Repeat every entry in the listing below, exactly.
* Begin RECORDS FOR THIS EXERCISE *
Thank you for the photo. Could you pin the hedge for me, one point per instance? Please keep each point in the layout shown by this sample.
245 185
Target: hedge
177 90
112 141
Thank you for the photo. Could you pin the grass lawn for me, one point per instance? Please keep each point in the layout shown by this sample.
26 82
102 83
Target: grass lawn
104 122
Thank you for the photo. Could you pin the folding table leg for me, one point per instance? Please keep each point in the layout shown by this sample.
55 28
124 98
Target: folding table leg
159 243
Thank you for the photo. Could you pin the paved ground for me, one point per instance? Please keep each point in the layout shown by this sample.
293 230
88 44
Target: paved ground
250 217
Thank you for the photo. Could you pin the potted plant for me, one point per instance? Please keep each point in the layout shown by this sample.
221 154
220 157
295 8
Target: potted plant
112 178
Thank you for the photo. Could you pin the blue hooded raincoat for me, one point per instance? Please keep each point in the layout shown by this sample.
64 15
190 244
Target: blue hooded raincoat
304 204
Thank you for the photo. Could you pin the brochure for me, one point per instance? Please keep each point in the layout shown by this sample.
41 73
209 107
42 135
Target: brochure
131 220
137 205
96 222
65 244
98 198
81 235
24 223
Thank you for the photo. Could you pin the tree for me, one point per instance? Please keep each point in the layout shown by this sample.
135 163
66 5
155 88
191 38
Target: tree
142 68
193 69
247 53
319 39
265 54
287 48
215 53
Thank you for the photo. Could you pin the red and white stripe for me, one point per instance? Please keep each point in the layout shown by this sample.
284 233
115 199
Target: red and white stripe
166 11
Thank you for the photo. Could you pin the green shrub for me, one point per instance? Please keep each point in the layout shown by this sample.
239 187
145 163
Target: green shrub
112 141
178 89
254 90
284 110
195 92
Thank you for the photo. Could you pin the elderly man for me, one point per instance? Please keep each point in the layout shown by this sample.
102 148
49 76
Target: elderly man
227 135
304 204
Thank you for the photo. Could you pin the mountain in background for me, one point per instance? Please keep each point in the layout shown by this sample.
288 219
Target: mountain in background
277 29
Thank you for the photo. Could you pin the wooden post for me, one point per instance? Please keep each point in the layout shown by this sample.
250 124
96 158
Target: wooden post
* End RECORDS FOR THIS EXERCISE *
(FINISHED TASK)
Thank you for the photo. Could you pin the hedge for me, one point per instance? Please keep each point in the layout shown by this sample.
245 185
Target: hedge
177 90
112 141
Thank you for the photo. Could you pin the grass lawn for me, one point per instance? Please keep each point in the layout shown by this sample.
26 82
102 83
Target: grass lawn
104 122
Thank you for the photo. Could you pin the folding table leg for me, one point per instance? Please keep each point in the layout shown by this sample.
55 28
124 98
Target: folding table leg
159 243
Thank you for the photo. Could you pin the paved ground for me, one point per instance? Please keep each point in the layout shown by this sample.
293 230
88 44
Target: paved ground
250 217
Thank you for the photo. Could you pin the potted plant for me, one point per instance? Please keep each point in the layout shown by this sample.
221 154
220 157
295 8
Target: potted plant
112 178
Thank you for the photo. Could you pin the blue hooded raincoat for me, one point per instance? Please keep each point in the layout shown by this sample.
64 15
190 244
Target: blue hooded raincoat
304 204
Thank you for the photo. Could you pin the brochure for me, one point per instance? Please keep each point in the layout shown by this sample.
41 73
209 107
42 135
Target: brochure
131 220
137 205
96 222
65 244
98 198
81 235
24 223
Thank you for the photo. Could you pin the tree for me, one point per instance? Please keep each point in the layout shown by this sample.
135 163
66 5
155 88
191 38
Target: tree
142 68
193 69
247 53
319 39
265 54
287 48
215 53
Thank you for the photo. Could you pin the red and white stripe for me, one point per instance? Please keep each point in the layout shown by this sample.
284 233
115 199
Target: red and white stripe
166 11
Thank you for the photo. Could you pin the green shrub for me, one point per instance? Please keep each point in the layout shown by this sample.
239 187
145 163
Target: green shrub
112 141
178 89
254 90
284 110
195 92
Thank you for the photo. Could you pin the elderly man for me, one point per instance? Please keep each point in the layout shown by this sample.
102 148
49 76
Target: elderly man
227 135
304 204
Thank you for the photo. Could you pin the mountain in background for me, one point per instance? Please keep each point in the layout shown by this sample.
288 219
Target: mountain in background
277 29
Thank you for the photo. Could you pin the wooden post for me, one point per instance? Please keep each point in the layout shown by this sample.
250 124
96 158
Target: wooden post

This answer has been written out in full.